◆ Study text

Wilder Hilario Maldonado Cabrera, chubby-cheeked with a toothless grin, has done a lot of waiting. He and his father left grinding poverty El Salvador for the United States in June, but they were caught by Border Patrol agents after they illegally entered the country. The agents then separated the pair — along with nearly 3,000 others — as part of the administration’s zero-tolerance policy. Faced with sweeping condemnations, the administration retreated from the policy and, led by immigrant advocates and lawyers, began putting the families back together. Wilder’s case is one of the last that remains unresolved.


Since their separation, Wilder has been living in a temporary foster home in San Antonio while his father is held in an immigration detention facility less than an hour’s drive away. Wilder has spent the last six months — one-twelfth of his life — in limbo, waiting for his father’s plea for asylum to work its way through the system and determine whether the two of them could start a new life in the United States, or be sent back to the one they left.


Part of Wilder’s waiting involved coming to Martinez’s court. Wilder was last here a few weeks ago, right before Thanksgiving. That day, he was striking, wearing a hat stitched with two googly eyes and a red yarn mohawk. This time, he dressed without flourish, in a dark denim jacket with gray sleeves. Last time, he appeared alone, without a lawyer. This time, his father’s lawyer, Thelma O. Garcia, appeared on both the father and son’s behalf.


Garcia said that Wilder’s father had been denied asylum and had decided not to appeal any further. He’d grown desperate sitting in detention, while his wife and three other children remained back in El Salvador struggling to cobble together enough money to eat. He was his family’s sole breadwinner, Garcia said, and if he wasn’t going to be able to stay here, he needed urgently to go home. And he wanted take Wilder with him.

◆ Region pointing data

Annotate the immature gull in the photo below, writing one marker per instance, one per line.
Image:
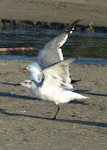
(51, 54)
(52, 87)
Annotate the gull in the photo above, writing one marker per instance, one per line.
(51, 54)
(52, 87)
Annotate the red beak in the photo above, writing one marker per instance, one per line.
(24, 69)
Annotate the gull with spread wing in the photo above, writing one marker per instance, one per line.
(52, 87)
(51, 54)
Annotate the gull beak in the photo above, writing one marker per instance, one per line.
(24, 69)
(17, 84)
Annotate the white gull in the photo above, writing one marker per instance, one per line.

◆ To do
A. Write out the stretch of the family-separation article from "Garcia said that" through "Wilder with him.", word for word.
B. According to the family-separation article, where has Wilder been living since he was separated from his father?

◆ Answers provided
A.
Garcia said that Wilder’s father had been denied asylum and had decided not to appeal any further. He’d grown desperate sitting in detention, while his wife and three other children remained back in El Salvador struggling to cobble together enough money to eat. He was his family’s sole breadwinner, Garcia said, and if he wasn’t going to be able to stay here, he needed urgently to go home. And he wanted take Wilder with him.

B. In a temporary foster home in San Antonio.